» **Assignment**
From the listing below, set down exactly each line beginning with the one containing "Category: the bicycle handlebar" and ending with the last.

------------------------

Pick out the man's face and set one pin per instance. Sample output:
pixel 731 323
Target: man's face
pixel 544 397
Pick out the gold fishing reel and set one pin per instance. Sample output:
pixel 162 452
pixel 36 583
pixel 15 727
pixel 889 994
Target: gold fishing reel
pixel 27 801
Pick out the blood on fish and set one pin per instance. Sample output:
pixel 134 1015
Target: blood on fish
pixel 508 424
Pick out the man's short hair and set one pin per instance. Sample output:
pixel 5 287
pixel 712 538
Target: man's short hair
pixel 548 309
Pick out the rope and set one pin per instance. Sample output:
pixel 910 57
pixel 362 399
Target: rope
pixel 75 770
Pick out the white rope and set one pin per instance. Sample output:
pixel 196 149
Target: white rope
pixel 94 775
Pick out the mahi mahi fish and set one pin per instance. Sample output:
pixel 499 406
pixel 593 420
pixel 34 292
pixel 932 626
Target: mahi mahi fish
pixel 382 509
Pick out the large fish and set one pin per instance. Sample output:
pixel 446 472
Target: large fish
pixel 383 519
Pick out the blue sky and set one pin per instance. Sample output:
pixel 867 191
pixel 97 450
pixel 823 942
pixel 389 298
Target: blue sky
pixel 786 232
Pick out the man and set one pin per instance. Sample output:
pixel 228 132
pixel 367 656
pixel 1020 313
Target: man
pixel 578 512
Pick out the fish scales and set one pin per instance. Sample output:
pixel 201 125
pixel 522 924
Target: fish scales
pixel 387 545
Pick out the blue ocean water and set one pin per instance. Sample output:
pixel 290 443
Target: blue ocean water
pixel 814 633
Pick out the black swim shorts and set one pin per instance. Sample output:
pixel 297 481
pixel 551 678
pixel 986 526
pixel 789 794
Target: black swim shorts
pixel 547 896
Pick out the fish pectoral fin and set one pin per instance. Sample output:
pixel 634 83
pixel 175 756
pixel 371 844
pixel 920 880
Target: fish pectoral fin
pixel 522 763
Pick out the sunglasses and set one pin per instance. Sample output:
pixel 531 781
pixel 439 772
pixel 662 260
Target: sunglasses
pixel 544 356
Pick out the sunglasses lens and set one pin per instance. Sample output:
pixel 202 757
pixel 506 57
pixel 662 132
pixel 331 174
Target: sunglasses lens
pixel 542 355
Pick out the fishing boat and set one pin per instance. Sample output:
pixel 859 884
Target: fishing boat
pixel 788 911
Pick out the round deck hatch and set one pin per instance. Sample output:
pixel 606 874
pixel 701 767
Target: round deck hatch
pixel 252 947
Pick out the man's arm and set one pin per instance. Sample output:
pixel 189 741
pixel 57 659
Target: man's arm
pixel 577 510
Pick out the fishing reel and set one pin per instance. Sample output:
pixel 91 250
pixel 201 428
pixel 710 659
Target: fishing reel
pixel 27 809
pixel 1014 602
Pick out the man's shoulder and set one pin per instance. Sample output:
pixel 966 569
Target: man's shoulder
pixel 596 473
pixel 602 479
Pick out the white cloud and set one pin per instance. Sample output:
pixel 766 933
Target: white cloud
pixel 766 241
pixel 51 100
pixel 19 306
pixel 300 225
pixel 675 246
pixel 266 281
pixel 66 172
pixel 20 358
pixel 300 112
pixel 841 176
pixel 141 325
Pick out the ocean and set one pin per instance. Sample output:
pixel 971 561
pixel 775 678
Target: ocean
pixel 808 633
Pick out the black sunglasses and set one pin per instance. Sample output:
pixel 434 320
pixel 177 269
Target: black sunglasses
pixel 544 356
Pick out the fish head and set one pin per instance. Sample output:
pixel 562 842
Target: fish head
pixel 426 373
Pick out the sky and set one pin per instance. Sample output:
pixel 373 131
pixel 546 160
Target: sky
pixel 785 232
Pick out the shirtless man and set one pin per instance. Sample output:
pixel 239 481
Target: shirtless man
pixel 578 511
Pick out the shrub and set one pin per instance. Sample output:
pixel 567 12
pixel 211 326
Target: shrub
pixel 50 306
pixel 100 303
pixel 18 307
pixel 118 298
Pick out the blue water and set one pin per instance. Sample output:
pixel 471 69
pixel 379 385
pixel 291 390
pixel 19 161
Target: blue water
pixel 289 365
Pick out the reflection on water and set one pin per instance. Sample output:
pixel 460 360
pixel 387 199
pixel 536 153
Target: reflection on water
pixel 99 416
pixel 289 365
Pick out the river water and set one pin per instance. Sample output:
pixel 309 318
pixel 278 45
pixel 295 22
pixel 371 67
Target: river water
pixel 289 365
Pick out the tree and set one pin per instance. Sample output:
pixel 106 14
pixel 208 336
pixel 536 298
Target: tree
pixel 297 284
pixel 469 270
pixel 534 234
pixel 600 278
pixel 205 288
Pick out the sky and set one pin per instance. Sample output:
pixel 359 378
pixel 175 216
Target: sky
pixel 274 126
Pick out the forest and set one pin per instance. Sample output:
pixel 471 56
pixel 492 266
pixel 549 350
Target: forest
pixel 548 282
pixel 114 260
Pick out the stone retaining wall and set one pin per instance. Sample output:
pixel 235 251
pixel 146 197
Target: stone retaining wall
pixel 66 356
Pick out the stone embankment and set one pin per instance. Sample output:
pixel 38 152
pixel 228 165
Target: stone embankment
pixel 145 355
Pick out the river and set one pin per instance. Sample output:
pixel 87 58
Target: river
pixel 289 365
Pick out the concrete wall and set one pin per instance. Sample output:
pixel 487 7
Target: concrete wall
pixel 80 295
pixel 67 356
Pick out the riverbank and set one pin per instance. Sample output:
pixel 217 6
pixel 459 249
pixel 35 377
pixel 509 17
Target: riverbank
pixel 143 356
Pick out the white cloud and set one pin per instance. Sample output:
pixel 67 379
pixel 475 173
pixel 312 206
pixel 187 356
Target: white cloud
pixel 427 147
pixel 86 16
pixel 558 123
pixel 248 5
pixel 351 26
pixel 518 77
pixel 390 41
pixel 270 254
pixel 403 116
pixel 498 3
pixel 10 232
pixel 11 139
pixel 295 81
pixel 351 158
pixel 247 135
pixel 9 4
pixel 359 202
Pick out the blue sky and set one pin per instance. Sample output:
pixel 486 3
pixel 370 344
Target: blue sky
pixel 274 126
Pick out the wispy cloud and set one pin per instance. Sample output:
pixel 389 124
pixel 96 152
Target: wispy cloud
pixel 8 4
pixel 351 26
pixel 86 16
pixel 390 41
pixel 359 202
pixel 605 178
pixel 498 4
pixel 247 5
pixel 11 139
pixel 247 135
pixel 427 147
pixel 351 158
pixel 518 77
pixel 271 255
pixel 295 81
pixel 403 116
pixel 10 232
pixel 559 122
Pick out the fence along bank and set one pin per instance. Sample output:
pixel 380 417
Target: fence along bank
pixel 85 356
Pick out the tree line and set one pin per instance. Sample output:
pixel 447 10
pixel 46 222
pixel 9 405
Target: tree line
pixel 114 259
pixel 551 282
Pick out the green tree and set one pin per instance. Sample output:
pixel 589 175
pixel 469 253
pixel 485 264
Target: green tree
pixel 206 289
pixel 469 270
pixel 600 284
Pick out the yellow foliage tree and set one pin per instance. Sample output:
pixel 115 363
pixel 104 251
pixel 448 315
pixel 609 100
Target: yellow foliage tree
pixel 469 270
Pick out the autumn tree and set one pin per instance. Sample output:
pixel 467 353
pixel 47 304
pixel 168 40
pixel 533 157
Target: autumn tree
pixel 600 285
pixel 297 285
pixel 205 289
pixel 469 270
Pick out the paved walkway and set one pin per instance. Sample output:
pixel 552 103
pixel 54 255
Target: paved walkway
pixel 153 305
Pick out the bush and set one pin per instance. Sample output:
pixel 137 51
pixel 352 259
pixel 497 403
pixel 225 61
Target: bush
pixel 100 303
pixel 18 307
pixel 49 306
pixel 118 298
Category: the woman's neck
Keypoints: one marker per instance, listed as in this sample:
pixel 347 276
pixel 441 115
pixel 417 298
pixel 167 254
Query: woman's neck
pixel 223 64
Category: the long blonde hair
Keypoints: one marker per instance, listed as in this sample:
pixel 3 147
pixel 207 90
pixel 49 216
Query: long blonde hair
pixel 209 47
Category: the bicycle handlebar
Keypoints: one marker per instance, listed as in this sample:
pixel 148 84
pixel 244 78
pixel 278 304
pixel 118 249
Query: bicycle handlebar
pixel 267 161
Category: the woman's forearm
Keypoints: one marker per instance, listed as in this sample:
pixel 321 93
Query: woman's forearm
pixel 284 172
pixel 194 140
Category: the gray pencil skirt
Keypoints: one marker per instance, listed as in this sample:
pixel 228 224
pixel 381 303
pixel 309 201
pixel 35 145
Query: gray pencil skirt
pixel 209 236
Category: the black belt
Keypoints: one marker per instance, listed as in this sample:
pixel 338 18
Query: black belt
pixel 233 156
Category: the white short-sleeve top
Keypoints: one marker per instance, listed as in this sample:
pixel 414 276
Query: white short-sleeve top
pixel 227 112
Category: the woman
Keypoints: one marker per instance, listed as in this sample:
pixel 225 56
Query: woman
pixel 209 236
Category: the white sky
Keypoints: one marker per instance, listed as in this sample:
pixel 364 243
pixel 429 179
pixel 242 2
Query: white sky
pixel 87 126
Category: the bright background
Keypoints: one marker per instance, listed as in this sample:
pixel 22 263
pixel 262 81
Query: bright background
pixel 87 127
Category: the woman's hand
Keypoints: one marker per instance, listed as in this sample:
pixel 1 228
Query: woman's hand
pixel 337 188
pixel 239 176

------------------------

» **Your response**
Category: the bicycle handlebar
Keypoints: one marker per instance, listed as in this sample:
pixel 148 84
pixel 244 78
pixel 278 304
pixel 118 249
Query: bicycle handlebar
pixel 267 161
Category: the woman's forearm
Keypoints: one marker per instance, listed as in this sample:
pixel 321 93
Query: woman's forearm
pixel 284 172
pixel 194 140
Category: the gray pencil skirt
Keypoints: one marker per instance, listed as in this sample:
pixel 228 224
pixel 381 303
pixel 309 201
pixel 35 145
Query: gray pencil skirt
pixel 209 236
Category: the black belt
Keypoints: one marker per instance, listed as in this sample:
pixel 338 18
Query: black belt
pixel 233 156
Category: the white short-sleeve top
Keypoints: one marker per instance, listed as in this sample:
pixel 414 276
Query: white short-sleeve top
pixel 227 112
Category: the woman
Keypoints: one marker per instance, listed as in this sample:
pixel 225 56
Query: woman
pixel 209 236
Category: the white sky
Keypoints: one marker per instance, listed as in this sample:
pixel 364 243
pixel 429 179
pixel 242 2
Query: white sky
pixel 87 126
Category: the bright background
Keypoints: one marker per instance, listed as in this sample:
pixel 22 263
pixel 262 81
Query: bright background
pixel 87 127
Category: the woman's hand
Keypoints: one marker per instance, listed as in this sample:
pixel 1 228
Query: woman's hand
pixel 337 188
pixel 239 176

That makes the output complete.